Problem to work on:
Could every line of the data be printed exactly as it reads?

——————

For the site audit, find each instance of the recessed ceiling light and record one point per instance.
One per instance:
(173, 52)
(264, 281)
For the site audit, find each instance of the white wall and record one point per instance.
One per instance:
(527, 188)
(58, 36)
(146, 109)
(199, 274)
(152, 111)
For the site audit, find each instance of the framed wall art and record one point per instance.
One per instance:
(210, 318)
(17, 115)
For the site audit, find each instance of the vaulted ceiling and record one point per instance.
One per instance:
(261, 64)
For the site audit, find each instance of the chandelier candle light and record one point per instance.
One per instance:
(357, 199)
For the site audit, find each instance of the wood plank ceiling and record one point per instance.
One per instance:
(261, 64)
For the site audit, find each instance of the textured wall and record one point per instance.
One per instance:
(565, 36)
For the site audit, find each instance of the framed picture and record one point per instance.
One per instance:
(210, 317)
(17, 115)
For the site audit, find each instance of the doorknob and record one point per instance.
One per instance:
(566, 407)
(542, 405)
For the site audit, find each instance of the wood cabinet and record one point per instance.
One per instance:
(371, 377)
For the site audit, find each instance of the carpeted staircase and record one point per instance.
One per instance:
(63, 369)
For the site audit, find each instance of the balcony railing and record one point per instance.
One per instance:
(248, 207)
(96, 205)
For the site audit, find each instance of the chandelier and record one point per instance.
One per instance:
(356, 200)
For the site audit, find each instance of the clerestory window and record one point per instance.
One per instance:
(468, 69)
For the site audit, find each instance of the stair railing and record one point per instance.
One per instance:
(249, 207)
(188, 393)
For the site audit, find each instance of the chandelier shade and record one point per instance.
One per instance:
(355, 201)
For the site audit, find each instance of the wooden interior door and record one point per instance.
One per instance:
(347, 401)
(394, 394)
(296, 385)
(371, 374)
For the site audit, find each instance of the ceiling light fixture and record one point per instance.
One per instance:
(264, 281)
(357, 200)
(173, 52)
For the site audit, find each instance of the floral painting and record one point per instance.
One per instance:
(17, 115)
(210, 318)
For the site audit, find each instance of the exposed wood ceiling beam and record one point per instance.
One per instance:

——————

Exercise solution:
For the site audit, find each instance of the recessed ceiling light and record one point per instance.
One per instance:
(173, 52)
(264, 281)
For the site audit, find each instance of the white wall and record one point per instance.
One per instance:
(527, 188)
(58, 36)
(146, 109)
(199, 274)
(152, 111)
For the site audit, find each instance of the framed wall art and record one point per instance.
One per instance:
(210, 318)
(17, 115)
For the site audit, find each instance of the vaulted ceiling and record one point per instance.
One per instance:
(261, 64)
For the site audit, find each instance of the chandelier candle light and record one point per instance.
One per instance:
(357, 199)
For the site audit, find each instance of the wood plank ceiling and record one point per instance.
One per instance:
(261, 64)
For the site audit, find each instance of the textured wall and record one point per instance.
One per instance:
(565, 36)
For the site audit, find each instance of the framed picture and record one point per instance.
One per instance:
(210, 317)
(17, 115)
For the site audit, find each instance of the doorknob and record one point per instance.
One per instance:
(566, 407)
(542, 405)
For the site audit, find each instance of the wood cabinet and record one point per instance.
One per instance:
(371, 377)
For the site audit, find each instance of the carpeted staircase and record one point per instance.
One per instance:
(63, 369)
For the site audit, find each instance of the balcony railing and record one point per instance.
One per instance:
(248, 207)
(96, 205)
For the site audit, find each instance of the chandelier and record one point per instance.
One per instance:
(356, 200)
For the site audit, find each instance of the clerestory window and record one point per instance.
One per instance:
(468, 69)
For the site audit, find each instance of the stair railing and record one point per instance.
One per instance:
(249, 207)
(188, 393)
For the site audit, find each instance of the chandelier shade and record one point per instance.
One per instance:
(355, 201)
For the site audit, find each instance of the wooden interior door and record one point per instance.
One per instance:
(347, 401)
(394, 394)
(296, 385)
(371, 374)
For the site audit, find each instance of the ceiling light fixture and record one point per instance.
One per instance:
(264, 281)
(357, 200)
(173, 52)
For the site audit, find each instance of the floral painting and record one point per instance.
One per instance:
(17, 115)
(210, 318)
For the site audit, find each instance of the exposed wood ceiling beam and record one point per instance.
One per instance:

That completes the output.